***** EXERCISE INPUT *****

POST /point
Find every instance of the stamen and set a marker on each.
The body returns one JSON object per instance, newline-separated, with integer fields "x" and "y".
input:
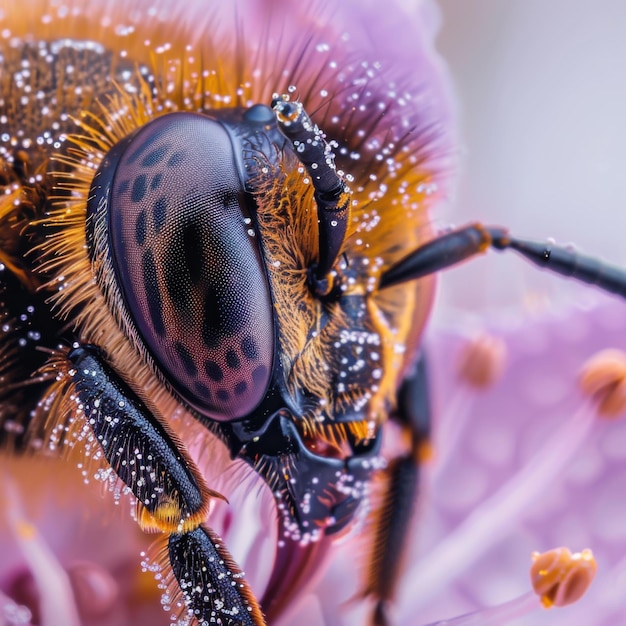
{"x": 481, "y": 363}
{"x": 559, "y": 577}
{"x": 57, "y": 603}
{"x": 493, "y": 520}
{"x": 604, "y": 378}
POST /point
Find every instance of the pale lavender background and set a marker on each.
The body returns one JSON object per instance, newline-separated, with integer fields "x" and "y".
{"x": 542, "y": 104}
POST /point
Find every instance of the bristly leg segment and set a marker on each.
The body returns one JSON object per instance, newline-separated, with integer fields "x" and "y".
{"x": 332, "y": 196}
{"x": 171, "y": 494}
{"x": 393, "y": 521}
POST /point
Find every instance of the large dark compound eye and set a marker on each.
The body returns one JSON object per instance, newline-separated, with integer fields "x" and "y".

*****

◆ **PROBLEM DETAILS**
Copy the data above word for word, leaving out the pictures.

◆ **FINISHED ANSWER**
POST /point
Find every instance of the stamen and set a marker on each.
The body returns one JSON object per instance, newline-separated, with integer fields "x" and "y".
input:
{"x": 481, "y": 363}
{"x": 559, "y": 577}
{"x": 57, "y": 603}
{"x": 493, "y": 520}
{"x": 604, "y": 378}
POST /point
Find every instance of the pale lavender background and set a marker on each.
The body returns one JSON object per instance, newline-separated, with integer fields "x" and "y".
{"x": 542, "y": 104}
POST /point
Find every instance of the bristly leg segment and set a marker on each.
The body returns one JSON object per instance, newline-separated, with integer fields "x" and "y".
{"x": 332, "y": 196}
{"x": 171, "y": 494}
{"x": 393, "y": 521}
POST /point
Find every instance of the large dark compound eye and set a marker on each.
The body returns one JSON object per instance, newline-separated, with integer fields "x" and "y".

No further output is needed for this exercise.